• _WHAT THE EXERCISE ASKS_
Your task is to transcribe all the entries exactly, excluding pictures.

┄┄┄┄┄┄

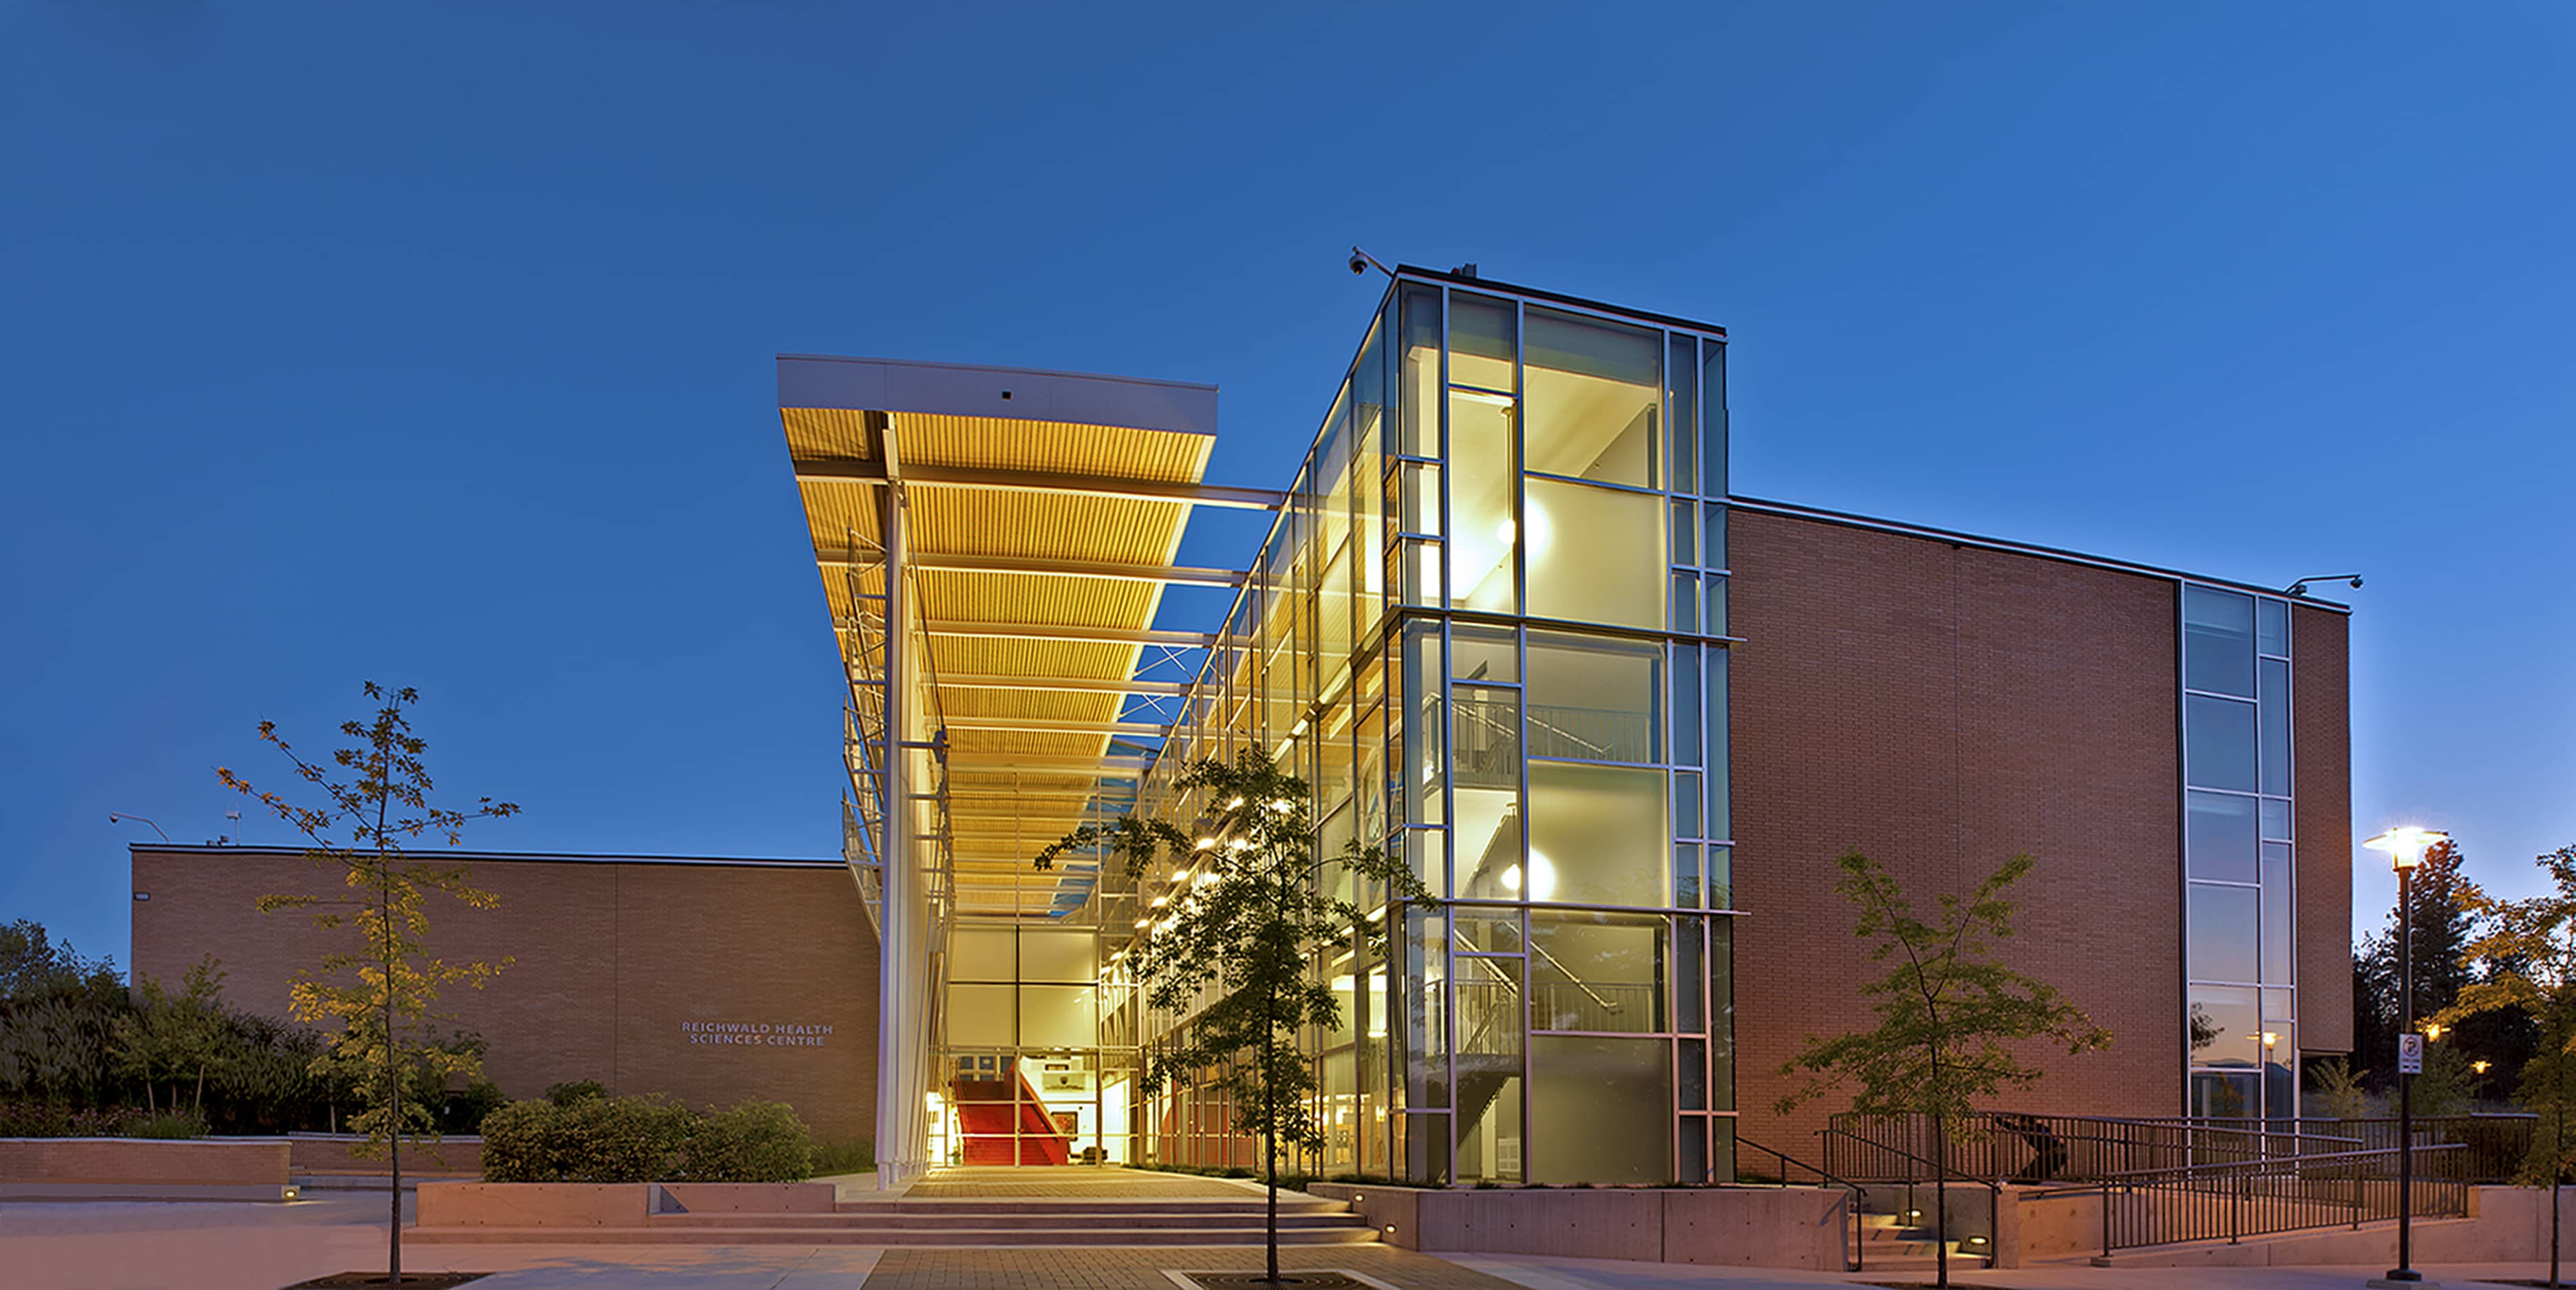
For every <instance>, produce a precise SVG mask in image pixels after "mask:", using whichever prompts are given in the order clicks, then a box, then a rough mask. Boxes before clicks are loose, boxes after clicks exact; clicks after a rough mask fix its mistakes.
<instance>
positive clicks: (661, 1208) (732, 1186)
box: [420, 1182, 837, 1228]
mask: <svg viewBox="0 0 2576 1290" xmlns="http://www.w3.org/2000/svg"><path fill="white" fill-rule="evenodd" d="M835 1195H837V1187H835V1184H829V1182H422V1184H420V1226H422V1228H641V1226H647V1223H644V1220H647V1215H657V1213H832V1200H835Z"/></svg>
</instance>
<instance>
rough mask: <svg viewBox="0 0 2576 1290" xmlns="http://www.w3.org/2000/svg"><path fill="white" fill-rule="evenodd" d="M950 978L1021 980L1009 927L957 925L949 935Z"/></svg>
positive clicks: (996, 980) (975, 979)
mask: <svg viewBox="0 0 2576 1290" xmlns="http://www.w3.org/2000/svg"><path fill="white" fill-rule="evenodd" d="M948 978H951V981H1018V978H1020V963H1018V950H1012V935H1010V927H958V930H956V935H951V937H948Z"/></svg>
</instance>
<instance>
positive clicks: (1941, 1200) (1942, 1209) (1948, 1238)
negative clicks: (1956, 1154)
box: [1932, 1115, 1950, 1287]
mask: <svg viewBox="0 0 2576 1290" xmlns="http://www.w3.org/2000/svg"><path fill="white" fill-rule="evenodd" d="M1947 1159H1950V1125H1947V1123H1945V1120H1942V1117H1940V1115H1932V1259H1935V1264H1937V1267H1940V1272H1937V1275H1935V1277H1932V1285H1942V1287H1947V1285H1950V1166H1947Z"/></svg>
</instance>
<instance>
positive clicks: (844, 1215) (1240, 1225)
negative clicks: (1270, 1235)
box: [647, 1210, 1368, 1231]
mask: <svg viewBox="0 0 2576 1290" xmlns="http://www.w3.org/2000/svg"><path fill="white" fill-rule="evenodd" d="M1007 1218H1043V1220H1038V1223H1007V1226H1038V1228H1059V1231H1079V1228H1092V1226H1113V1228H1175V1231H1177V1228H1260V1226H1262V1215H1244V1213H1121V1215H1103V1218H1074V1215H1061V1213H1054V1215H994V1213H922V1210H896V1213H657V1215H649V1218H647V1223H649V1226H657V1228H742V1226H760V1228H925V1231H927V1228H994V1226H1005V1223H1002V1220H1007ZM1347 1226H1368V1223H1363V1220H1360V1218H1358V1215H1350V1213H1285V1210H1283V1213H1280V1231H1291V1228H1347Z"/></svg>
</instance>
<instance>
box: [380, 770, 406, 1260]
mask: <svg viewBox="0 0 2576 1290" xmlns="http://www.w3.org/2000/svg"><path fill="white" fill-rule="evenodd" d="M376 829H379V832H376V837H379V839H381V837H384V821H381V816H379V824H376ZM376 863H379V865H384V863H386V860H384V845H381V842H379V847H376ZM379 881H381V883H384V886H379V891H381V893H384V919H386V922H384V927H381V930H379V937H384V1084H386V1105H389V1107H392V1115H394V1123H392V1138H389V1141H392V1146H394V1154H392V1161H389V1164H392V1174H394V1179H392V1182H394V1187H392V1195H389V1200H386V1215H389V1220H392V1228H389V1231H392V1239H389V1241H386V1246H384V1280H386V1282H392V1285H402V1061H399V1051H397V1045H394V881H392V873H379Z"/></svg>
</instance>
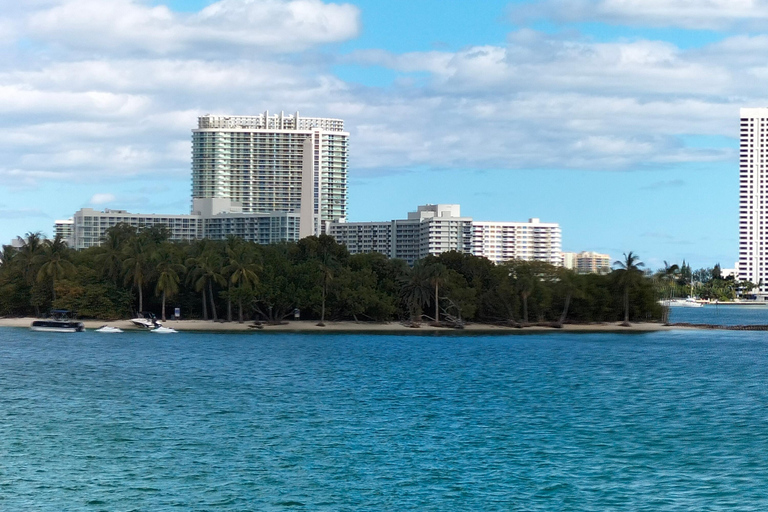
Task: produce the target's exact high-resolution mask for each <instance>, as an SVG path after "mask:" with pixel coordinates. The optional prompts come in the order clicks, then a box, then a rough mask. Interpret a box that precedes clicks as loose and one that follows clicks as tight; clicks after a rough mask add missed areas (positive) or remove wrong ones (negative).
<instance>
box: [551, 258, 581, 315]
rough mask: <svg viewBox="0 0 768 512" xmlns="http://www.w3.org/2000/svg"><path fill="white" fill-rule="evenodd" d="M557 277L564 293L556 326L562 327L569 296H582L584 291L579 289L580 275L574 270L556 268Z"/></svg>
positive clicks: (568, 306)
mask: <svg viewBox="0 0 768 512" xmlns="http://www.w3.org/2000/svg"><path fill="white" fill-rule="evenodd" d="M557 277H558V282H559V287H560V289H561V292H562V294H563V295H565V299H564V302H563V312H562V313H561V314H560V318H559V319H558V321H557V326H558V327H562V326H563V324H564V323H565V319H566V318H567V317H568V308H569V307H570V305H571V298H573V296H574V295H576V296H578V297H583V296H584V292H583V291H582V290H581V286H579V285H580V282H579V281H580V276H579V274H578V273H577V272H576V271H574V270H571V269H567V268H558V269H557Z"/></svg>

┄┄┄┄┄┄

• _RESULT_
For every <instance>, produce a precise SVG mask in image pixels after "mask:", using whichever prompts are given in the order clicks, then a box, then a rough mask. Boxes before clicks are loose, boxes after clicks exact; clicks after a rough mask fix its mistakes.
<instance>
positive clicks: (661, 1208) (732, 1186)
box: [420, 1182, 837, 1228]
mask: <svg viewBox="0 0 2576 1290" xmlns="http://www.w3.org/2000/svg"><path fill="white" fill-rule="evenodd" d="M835 1195H837V1187H835V1184H829V1182H422V1184H420V1226H422V1228H641V1226H647V1223H644V1220H647V1215H657V1213H832V1200H835Z"/></svg>
</instance>
<instance>
rough mask: <svg viewBox="0 0 2576 1290" xmlns="http://www.w3.org/2000/svg"><path fill="white" fill-rule="evenodd" d="M950 978L1021 980L1009 927L957 925L949 935Z"/></svg>
positive clicks: (996, 980) (975, 979)
mask: <svg viewBox="0 0 2576 1290" xmlns="http://www.w3.org/2000/svg"><path fill="white" fill-rule="evenodd" d="M948 978H951V981H1018V978H1020V963H1018V950H1012V935H1010V927H958V930H956V935H951V937H948Z"/></svg>
</instance>
<instance>
positive clicks: (1941, 1200) (1942, 1209) (1948, 1238)
negative clicks: (1956, 1154)
box: [1932, 1115, 1950, 1287]
mask: <svg viewBox="0 0 2576 1290" xmlns="http://www.w3.org/2000/svg"><path fill="white" fill-rule="evenodd" d="M1947 1159H1950V1125H1947V1123H1945V1120H1942V1117H1940V1115H1932V1259H1935V1264H1937V1267H1940V1272H1937V1275H1935V1277H1932V1285H1942V1287H1947V1285H1950V1166H1947Z"/></svg>
</instance>
<instance>
positive clicks: (844, 1215) (1240, 1225)
negative clicks: (1270, 1235)
box: [647, 1210, 1368, 1231]
mask: <svg viewBox="0 0 2576 1290" xmlns="http://www.w3.org/2000/svg"><path fill="white" fill-rule="evenodd" d="M1007 1218H1043V1220H1038V1223H1007V1226H1038V1228H1059V1231H1079V1228H1092V1226H1113V1228H1175V1231H1177V1228H1260V1226H1262V1215H1244V1213H1121V1215H1103V1218H1074V1215H1061V1213H1054V1215H994V1213H922V1210H896V1213H657V1215H649V1218H647V1223H649V1226H657V1228H742V1226H760V1228H925V1231H927V1228H994V1226H1005V1223H1002V1220H1007ZM1347 1226H1368V1223H1363V1220H1360V1218H1358V1215H1350V1213H1285V1210H1283V1213H1280V1231H1291V1228H1347Z"/></svg>
</instance>
<instance>
box: [380, 770, 406, 1260]
mask: <svg viewBox="0 0 2576 1290" xmlns="http://www.w3.org/2000/svg"><path fill="white" fill-rule="evenodd" d="M376 829H379V832H376V837H379V839H381V837H384V821H381V816H379V824H376ZM376 863H379V865H384V863H386V860H384V845H381V842H379V847H376ZM379 881H381V883H384V886H379V891H381V893H384V919H386V922H384V927H381V930H379V937H384V1084H386V1105H389V1107H392V1115H394V1123H392V1138H389V1141H392V1146H394V1154H392V1161H389V1164H392V1174H394V1179H392V1182H394V1187H392V1195H389V1200H386V1215H389V1220H392V1228H389V1231H392V1239H389V1241H386V1246H384V1280H386V1282H392V1285H402V1061H399V1051H397V1045H394V881H392V873H379Z"/></svg>
</instance>
Task: produce the target's exact high-resolution mask for each <instance>, as an SVG path after "mask:" with pixel coordinates. The optional prompts come in the order clicks, then a box, then a rough mask. Interpret a box that precedes clicks as loose and one that follows clicks as tight; clicks after a rough mask add missed areas (positive) or remove wrong ones (negative).
<instance>
box: [551, 258, 581, 315]
rough mask: <svg viewBox="0 0 768 512" xmlns="http://www.w3.org/2000/svg"><path fill="white" fill-rule="evenodd" d="M557 277L564 293L556 326L562 327L569 296H582L584 291L579 289L580 275L574 270L556 268Z"/></svg>
positive clicks: (568, 306)
mask: <svg viewBox="0 0 768 512" xmlns="http://www.w3.org/2000/svg"><path fill="white" fill-rule="evenodd" d="M557 277H558V282H559V287H560V289H561V292H562V294H563V295H565V299H564V302H563V312H562V313H561V314H560V318H559V319H558V321H557V326H558V327H562V326H563V324H564V323H565V319H566V318H567V317H568V308H569V307H570V305H571V298H573V296H574V295H576V296H578V297H583V296H584V292H583V291H582V290H581V286H579V285H580V282H579V281H580V276H579V274H578V273H577V272H576V271H574V270H571V269H567V268H558V269H557Z"/></svg>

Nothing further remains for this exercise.